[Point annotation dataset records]
>>>

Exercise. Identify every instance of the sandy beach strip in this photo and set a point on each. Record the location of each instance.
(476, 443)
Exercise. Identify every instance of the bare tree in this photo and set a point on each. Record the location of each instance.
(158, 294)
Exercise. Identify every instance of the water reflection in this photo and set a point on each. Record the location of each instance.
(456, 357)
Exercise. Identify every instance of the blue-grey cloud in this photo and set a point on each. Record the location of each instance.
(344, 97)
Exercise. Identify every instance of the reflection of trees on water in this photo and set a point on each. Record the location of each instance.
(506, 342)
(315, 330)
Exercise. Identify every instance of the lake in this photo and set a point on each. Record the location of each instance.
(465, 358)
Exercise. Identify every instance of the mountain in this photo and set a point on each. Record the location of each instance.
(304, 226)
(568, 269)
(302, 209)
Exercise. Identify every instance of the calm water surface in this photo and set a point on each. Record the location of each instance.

<<<

**Task requirements:** Can you reproduce all of the data above, requests included, and shift every coordinate in the answers by -22?

**Response below:**
Exercise. Identify every instance of the sandy beach strip in this photo and set a point on each. Record the location of each instance.
(454, 421)
Exercise. Identify every instance of the bare tree in this photo and set a point on each. Record the location of each instance.
(136, 272)
Exercise. Identify every instance of the water reflection in this photo and set a point on each. Record the location of each instance.
(434, 335)
Exercise. Identify every instance of the blue-grey cloud in this photo and set a point on each. Record the location of each instance.
(322, 75)
Exercise. Identify every instance of the reflection of trees on water in this photo and set a point on each. Record the location of each instance.
(484, 320)
(293, 308)
Exercise. Identify every instance of the lake in this photo and set a point on each. Record the location of each instance.
(443, 336)
Exercise. Identify every instance of the mountain in this photo and set a point on each. Record the location of each instance.
(282, 204)
(546, 247)
(280, 187)
Exercise. Identify every instance of the calm water surface in this photo and set a point on each. Record the location of each instance.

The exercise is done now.